** start SOURCE RECORDS **

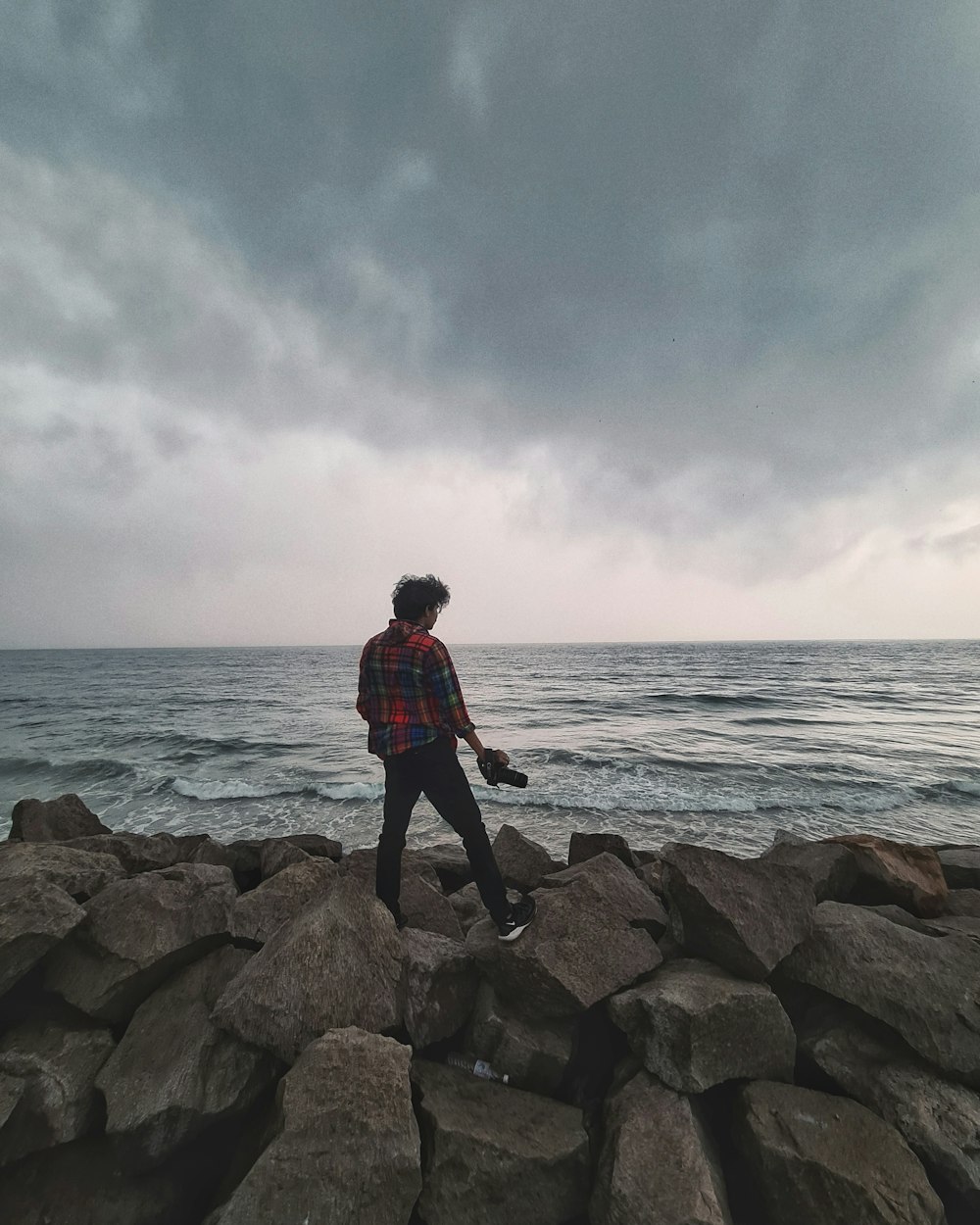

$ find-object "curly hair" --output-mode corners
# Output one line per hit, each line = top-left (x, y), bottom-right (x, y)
(391, 574), (450, 621)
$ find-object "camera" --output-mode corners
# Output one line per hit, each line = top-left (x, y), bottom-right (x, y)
(476, 749), (528, 787)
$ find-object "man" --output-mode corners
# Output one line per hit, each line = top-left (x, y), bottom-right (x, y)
(358, 574), (534, 940)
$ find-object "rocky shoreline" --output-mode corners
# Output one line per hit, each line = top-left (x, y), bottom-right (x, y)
(0, 797), (980, 1225)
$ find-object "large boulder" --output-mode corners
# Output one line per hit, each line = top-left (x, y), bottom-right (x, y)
(45, 852), (238, 1022)
(762, 837), (858, 902)
(779, 902), (980, 1087)
(466, 877), (662, 1017)
(402, 931), (479, 1050)
(97, 946), (274, 1170)
(608, 958), (797, 1093)
(736, 1083), (946, 1225)
(215, 876), (403, 1063)
(829, 834), (949, 917)
(662, 844), (816, 980)
(209, 1029), (418, 1225)
(0, 1020), (116, 1165)
(494, 824), (564, 893)
(9, 795), (112, 842)
(542, 851), (670, 940)
(466, 983), (577, 1097)
(412, 1059), (589, 1225)
(0, 877), (84, 996)
(937, 847), (980, 890)
(62, 833), (182, 876)
(231, 856), (337, 945)
(0, 842), (126, 902)
(568, 833), (640, 871)
(589, 1072), (730, 1225)
(800, 1008), (980, 1220)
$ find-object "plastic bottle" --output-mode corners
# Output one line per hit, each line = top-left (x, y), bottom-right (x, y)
(446, 1052), (511, 1084)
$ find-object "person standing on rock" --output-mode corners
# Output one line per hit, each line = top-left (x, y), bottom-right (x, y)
(358, 574), (534, 940)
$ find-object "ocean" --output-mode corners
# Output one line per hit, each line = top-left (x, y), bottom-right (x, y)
(0, 642), (980, 856)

** end SOURCE RECORDS **

TASK GOAL: Reproduce every line of the records word for word, omitting the pictures.

OUTPUT FOR THIS EXERCISE:
$ find-object "curly hair" --output-mode corners
# Output one line per hit, each line = top-left (x, y), bottom-right (x, y)
(391, 574), (450, 621)
$ find-object "camera" --output-mode corners
# Output one line per hit, each line = top-left (x, y), bottom-right (x, y)
(476, 749), (528, 787)
$ find-object "man" --output-mode corners
# Output one line per hit, each line = top-left (x, y), bottom-right (x, y)
(358, 574), (534, 940)
$ find-object "rocky shoreline" --output-mode corners
# Output one line per hit, each line = top-left (x, y), bottom-right (x, y)
(0, 797), (980, 1225)
$ find-object "large boulder" --output-mode corners
# Output one line per hit, each line = top-left (x, y), bottom-right (x, y)
(45, 852), (238, 1022)
(762, 837), (858, 902)
(779, 902), (980, 1087)
(466, 877), (662, 1017)
(402, 931), (479, 1050)
(97, 946), (274, 1170)
(608, 958), (797, 1093)
(736, 1083), (946, 1225)
(215, 876), (403, 1063)
(829, 834), (949, 917)
(662, 844), (816, 980)
(209, 1029), (418, 1225)
(0, 1020), (116, 1165)
(494, 824), (564, 893)
(9, 795), (112, 842)
(542, 851), (670, 940)
(466, 983), (577, 1097)
(412, 1059), (589, 1225)
(0, 877), (84, 996)
(937, 847), (980, 890)
(62, 833), (182, 876)
(231, 856), (337, 945)
(0, 842), (126, 902)
(568, 833), (640, 871)
(589, 1072), (730, 1225)
(800, 1008), (980, 1220)
$ find-object "plastic bottle" --output-mode corners
# Output one line per hit, each line = top-left (x, y), bottom-right (x, y)
(446, 1052), (511, 1084)
$ find-object "person standing on rock" --output-mode corners
# Output one line per hit, each line = top-left (x, y), bottom-right (x, y)
(358, 574), (534, 940)
$ find-object "ocean" --output-mode corners
# Output one line per hit, each line = top-left (x, y), bottom-right (x, y)
(0, 642), (980, 856)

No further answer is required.